TASK TO CARRY OUT
One line at a time, check the entries below for the word "dish", and copy each line that has it.
•••
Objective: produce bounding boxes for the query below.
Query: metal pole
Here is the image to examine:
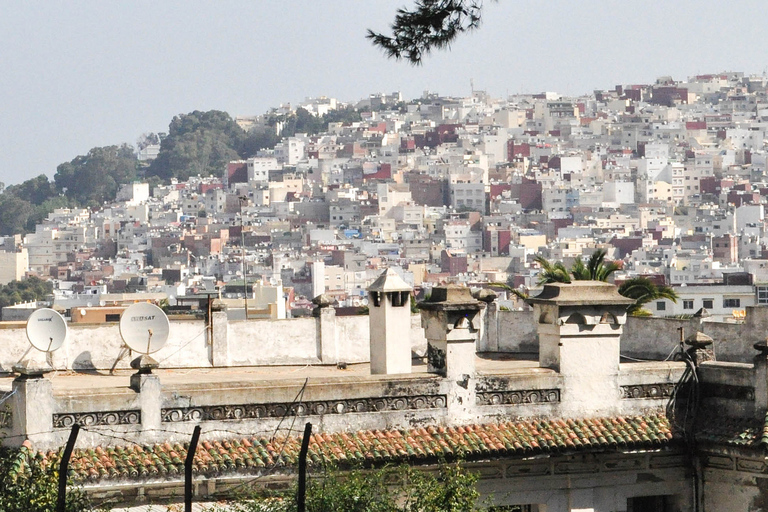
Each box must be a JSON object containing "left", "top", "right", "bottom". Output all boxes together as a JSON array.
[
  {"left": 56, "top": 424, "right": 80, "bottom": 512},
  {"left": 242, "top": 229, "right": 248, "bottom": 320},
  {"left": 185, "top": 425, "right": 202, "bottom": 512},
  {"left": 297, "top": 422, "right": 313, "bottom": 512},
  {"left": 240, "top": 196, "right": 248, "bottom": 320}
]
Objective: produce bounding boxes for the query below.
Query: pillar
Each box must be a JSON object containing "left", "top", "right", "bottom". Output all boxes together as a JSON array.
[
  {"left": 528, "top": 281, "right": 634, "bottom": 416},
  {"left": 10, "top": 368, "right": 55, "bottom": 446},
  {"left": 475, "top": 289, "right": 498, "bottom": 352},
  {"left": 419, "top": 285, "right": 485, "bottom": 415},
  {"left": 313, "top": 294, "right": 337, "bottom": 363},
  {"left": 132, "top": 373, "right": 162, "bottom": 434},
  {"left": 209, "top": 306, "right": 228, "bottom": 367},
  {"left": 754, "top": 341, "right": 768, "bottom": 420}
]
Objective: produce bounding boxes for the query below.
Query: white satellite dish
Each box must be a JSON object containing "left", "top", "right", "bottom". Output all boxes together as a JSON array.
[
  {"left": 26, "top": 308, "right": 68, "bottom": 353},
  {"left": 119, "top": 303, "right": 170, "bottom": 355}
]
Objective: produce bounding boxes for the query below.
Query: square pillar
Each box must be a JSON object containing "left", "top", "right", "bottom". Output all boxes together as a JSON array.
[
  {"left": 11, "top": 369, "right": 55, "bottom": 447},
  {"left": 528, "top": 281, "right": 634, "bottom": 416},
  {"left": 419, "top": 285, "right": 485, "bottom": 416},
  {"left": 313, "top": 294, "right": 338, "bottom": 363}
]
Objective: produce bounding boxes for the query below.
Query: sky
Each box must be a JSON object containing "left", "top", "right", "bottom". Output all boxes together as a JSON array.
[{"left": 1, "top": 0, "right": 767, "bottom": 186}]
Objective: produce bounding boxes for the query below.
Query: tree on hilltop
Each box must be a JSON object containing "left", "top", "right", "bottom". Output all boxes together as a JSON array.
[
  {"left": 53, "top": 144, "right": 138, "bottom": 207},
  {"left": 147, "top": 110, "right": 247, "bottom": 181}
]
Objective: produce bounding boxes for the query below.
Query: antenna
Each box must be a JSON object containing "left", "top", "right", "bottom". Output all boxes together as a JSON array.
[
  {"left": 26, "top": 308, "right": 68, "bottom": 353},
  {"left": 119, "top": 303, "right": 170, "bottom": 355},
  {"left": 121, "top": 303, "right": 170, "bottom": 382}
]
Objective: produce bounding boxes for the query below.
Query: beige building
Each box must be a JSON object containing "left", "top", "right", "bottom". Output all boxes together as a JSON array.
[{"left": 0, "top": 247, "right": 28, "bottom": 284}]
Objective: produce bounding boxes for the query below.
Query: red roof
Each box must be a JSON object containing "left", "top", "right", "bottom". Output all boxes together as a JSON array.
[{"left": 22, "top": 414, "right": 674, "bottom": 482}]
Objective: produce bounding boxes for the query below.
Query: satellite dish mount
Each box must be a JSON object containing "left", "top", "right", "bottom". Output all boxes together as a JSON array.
•••
THE COMPLETED TASK
Query: white satellite dish
Query: satellite dish mount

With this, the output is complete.